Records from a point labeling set
===

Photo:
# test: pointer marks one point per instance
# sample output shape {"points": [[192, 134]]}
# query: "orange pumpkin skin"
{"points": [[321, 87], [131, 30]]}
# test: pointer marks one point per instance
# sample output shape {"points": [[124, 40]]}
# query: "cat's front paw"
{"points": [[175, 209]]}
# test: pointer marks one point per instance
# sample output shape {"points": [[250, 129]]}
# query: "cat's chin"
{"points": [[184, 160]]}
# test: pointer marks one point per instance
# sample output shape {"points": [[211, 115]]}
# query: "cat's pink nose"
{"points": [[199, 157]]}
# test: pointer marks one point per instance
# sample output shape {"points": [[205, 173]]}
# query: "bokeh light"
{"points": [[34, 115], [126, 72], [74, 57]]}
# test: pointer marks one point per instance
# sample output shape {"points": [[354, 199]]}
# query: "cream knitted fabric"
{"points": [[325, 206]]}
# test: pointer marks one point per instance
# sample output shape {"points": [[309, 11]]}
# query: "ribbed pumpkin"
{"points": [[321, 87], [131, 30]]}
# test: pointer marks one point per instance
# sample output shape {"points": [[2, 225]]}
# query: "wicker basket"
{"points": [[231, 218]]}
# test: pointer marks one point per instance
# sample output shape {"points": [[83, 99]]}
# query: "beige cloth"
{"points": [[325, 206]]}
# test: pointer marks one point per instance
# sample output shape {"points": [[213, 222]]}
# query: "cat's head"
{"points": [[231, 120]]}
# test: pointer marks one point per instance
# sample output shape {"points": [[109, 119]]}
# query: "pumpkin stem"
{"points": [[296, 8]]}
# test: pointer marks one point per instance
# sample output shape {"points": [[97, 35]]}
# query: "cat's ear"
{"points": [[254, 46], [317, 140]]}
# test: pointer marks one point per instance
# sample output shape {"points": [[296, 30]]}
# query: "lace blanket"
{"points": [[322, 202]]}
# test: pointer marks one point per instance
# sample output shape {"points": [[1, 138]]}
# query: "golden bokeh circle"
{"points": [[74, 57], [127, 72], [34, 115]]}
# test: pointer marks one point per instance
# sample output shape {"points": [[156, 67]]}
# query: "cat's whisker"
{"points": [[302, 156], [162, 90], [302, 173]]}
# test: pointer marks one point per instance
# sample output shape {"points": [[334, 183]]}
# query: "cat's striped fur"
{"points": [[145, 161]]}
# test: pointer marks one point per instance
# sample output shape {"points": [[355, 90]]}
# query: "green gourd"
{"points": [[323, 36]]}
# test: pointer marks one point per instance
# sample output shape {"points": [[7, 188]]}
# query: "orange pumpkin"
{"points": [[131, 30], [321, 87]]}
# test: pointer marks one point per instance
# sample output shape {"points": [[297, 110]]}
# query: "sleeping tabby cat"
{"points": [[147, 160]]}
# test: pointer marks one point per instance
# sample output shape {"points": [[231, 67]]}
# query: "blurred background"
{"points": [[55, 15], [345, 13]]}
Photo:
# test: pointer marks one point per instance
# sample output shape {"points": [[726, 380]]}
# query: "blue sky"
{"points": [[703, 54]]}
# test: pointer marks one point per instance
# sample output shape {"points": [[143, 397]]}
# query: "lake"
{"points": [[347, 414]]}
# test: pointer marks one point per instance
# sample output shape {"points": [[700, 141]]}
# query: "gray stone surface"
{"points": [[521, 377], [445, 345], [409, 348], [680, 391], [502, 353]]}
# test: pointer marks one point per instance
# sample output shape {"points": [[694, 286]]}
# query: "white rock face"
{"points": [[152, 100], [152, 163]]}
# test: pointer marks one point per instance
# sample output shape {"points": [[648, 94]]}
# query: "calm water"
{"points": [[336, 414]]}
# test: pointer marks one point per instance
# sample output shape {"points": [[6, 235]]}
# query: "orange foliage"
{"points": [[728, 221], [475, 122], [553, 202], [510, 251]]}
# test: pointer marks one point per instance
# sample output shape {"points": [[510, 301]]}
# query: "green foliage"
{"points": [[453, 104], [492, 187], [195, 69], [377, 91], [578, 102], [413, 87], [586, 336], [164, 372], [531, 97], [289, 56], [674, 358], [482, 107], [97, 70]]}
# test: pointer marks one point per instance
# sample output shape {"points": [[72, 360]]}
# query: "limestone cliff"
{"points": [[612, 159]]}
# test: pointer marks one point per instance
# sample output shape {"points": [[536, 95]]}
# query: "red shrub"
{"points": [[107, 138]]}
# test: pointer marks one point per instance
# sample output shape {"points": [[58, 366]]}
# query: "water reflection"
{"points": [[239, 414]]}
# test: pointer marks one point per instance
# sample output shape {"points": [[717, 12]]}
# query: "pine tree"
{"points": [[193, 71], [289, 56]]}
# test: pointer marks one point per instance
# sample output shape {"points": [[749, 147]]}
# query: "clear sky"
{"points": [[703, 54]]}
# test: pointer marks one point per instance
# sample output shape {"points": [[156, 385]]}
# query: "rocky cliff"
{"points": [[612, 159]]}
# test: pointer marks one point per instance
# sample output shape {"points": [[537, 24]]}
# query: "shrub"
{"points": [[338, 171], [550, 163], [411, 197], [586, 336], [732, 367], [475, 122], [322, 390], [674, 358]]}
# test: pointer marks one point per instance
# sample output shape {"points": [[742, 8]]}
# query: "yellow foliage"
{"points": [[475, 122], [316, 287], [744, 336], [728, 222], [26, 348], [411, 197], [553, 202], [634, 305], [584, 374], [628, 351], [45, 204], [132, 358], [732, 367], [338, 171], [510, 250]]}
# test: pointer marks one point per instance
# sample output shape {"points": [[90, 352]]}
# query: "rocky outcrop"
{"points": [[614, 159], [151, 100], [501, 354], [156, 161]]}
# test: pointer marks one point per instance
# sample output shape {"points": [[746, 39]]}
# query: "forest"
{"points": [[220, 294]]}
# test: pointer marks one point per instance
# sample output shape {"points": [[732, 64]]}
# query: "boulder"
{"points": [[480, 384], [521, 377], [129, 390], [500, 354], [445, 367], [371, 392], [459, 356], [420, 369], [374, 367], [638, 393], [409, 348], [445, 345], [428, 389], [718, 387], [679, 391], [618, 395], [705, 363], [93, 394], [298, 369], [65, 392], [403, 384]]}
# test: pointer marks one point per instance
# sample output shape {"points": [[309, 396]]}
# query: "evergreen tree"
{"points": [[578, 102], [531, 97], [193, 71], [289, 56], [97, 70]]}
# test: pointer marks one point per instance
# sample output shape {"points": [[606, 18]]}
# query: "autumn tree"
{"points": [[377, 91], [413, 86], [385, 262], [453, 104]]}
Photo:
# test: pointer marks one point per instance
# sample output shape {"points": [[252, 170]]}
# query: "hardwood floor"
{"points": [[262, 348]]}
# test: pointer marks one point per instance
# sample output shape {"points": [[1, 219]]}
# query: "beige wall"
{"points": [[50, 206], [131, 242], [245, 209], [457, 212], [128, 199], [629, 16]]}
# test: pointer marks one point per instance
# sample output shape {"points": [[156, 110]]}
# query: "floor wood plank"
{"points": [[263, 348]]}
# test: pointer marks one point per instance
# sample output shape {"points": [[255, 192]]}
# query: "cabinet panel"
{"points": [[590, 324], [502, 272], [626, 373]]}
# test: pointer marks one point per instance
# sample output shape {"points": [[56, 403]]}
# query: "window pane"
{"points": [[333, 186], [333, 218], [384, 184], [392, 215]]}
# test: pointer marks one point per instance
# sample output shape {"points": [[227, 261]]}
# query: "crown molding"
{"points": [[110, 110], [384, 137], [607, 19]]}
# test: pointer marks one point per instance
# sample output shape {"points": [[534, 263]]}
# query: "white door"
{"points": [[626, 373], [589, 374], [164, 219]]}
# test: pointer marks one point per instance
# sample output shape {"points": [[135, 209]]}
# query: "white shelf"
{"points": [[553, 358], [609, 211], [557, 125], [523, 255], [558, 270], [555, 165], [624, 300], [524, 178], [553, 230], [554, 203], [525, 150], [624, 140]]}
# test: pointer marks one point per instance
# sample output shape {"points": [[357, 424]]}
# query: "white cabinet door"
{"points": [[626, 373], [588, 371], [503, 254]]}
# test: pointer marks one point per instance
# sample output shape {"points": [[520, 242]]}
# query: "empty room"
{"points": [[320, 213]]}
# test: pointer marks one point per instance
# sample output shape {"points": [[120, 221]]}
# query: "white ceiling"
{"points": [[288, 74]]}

===

WHAT THE TASK REQUIRES:
Gather every line of the records that contains the string "orange", matching case exactly.

RESPONSE FOR THIS EXERCISE:
# query: "orange pumpkin skin"
# query: "orange pumpkin"
# query: "orange foliage"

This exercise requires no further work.